§ **WORK REQUEST**
Select all lines in the records that include "face".

::: STORED DATA :::

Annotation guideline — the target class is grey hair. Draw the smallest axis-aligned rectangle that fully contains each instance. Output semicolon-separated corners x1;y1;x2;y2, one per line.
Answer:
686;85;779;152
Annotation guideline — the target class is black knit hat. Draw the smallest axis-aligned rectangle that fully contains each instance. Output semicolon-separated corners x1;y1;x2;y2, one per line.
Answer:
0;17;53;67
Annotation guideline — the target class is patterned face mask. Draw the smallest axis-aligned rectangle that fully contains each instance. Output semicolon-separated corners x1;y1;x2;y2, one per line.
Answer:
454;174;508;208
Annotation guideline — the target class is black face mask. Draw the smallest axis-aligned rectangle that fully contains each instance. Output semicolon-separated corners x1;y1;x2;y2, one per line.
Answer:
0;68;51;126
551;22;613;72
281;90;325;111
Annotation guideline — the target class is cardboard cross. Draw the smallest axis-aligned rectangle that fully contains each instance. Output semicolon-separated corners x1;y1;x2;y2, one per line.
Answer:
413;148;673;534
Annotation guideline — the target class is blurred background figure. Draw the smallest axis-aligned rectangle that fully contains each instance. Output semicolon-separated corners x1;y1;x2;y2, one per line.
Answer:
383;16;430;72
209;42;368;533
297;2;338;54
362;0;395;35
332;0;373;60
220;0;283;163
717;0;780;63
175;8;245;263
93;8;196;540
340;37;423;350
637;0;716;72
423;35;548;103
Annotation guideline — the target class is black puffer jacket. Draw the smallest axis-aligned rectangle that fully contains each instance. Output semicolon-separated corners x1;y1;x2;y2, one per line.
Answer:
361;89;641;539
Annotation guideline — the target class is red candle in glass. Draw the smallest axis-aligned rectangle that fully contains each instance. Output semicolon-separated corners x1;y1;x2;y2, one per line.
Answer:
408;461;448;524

:::
::: STORED DATA :::

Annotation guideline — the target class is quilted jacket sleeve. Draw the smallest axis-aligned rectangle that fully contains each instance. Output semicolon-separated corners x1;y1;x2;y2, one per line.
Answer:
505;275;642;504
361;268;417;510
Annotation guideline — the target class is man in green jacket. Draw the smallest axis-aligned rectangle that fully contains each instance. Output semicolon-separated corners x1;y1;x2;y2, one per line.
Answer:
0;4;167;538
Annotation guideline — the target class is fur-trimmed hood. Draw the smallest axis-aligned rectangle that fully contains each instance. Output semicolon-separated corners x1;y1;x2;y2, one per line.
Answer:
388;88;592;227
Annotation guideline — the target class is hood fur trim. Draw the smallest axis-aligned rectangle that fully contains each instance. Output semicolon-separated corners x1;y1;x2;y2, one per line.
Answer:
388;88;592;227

:::

§ **TASK RESPONSE**
Annotation guideline — the target class is patterned face mask. Draw the smallest axis-aligned rectangle that fully contains each instance. Output semicolon-separated corners x1;y1;x2;y2, one per line.
Annotation guideline — the target class is black face mask. Draw the smallest axis-aligned rectangle that fully contains each instance. Output semicolon-separated corners x1;y1;x2;y2, one per line.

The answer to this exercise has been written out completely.